## begin Reading text

The gamble of precious telescope time paid off. Hubble captured the feeble glow of myriad never-before-seen galaxies. Many of the galaxies are so far away it has taken billions of years for their light to reach us. Therefore, the view is like looking down a "time corridor," where galaxies can be seen as they looked billions of years ago. Hubble became astronomy's ultimate time machine.

The resulting landmark image is called the Hubble Deep Field. At the time, the image won the gold medal for being the farthest peek into the universe ever made. Its stunning success encouraged astronomers to pursue a series of Hubble deep-field surveys. The succeeding surveys uncovered more galaxies at greater distance from Earth, thanks to new cameras installed on Hubble during astronaut servicing missions. The cameras increased the telescope's power to look even deeper into the universe.

These surveys provided astronomers with a huge scrapbook of images, showing how, following the big bang, galaxies built themselves up over time to become the large, majestic assemblages seen today in the nearby universe.

Among the most notable deep-field surveys are the Great Observatories Origins Deep Survey (GOODS), in 2003; the Hubble Ultra Deep Field (HUDF), in 2004; and the eXtreme Deep Field (XDF), in 2012.

## end Reading text
## begin Data lines

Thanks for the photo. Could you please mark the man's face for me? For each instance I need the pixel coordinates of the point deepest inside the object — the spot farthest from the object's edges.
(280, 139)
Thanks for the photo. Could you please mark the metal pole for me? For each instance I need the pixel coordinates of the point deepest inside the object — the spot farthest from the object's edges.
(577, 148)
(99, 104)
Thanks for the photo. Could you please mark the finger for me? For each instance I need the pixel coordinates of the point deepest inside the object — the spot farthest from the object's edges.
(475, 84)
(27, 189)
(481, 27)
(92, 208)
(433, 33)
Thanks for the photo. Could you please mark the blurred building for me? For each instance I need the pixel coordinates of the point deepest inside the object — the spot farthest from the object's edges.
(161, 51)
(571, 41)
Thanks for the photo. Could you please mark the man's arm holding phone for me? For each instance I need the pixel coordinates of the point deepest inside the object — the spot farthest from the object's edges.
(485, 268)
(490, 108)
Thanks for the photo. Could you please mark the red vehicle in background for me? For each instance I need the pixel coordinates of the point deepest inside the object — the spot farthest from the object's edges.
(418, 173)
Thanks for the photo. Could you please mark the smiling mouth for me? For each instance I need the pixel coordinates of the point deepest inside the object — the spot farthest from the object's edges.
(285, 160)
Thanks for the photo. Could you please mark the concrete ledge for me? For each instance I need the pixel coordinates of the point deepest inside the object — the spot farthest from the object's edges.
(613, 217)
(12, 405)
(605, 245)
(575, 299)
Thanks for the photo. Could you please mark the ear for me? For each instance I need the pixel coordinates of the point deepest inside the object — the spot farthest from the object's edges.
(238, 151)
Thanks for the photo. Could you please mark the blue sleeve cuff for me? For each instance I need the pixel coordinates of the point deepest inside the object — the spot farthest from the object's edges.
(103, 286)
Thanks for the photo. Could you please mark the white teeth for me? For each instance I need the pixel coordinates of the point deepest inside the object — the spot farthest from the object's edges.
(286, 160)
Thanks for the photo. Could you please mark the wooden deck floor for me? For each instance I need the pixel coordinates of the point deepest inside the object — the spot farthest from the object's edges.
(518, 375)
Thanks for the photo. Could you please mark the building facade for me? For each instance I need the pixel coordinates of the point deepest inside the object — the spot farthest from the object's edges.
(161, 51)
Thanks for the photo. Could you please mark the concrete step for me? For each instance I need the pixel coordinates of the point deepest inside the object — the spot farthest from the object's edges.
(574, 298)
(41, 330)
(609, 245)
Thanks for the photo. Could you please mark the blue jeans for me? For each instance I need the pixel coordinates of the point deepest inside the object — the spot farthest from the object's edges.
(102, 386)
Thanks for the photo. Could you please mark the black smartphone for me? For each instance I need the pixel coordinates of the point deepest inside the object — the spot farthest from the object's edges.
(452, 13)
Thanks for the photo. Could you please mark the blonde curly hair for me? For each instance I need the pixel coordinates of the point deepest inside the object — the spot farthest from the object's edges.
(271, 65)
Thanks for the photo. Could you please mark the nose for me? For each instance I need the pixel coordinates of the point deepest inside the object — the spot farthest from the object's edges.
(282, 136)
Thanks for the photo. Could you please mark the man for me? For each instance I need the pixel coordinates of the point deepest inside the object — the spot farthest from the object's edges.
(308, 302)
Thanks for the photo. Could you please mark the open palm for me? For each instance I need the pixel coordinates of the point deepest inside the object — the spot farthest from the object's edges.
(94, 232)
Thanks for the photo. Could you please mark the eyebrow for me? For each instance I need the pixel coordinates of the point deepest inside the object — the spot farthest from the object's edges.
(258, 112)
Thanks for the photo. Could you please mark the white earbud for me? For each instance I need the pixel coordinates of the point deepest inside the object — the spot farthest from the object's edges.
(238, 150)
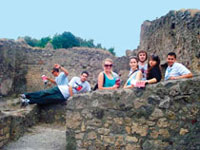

## end Data lines

Reproduce word for word the part of the Hubble deep-field text above that runs from "The gamble of" up to and including "ultimate time machine.".

» **Exercise answer**:
The gamble of precious telescope time paid off. Hubble captured the feeble glow of myriad never-before-seen galaxies. Many of the galaxies are so far away it has taken billions of years for their light to reach us. Therefore, the view is like looking down a "time corridor," where galaxies can be seen as they looked billions of years ago. Hubble became astronomy's ultimate time machine.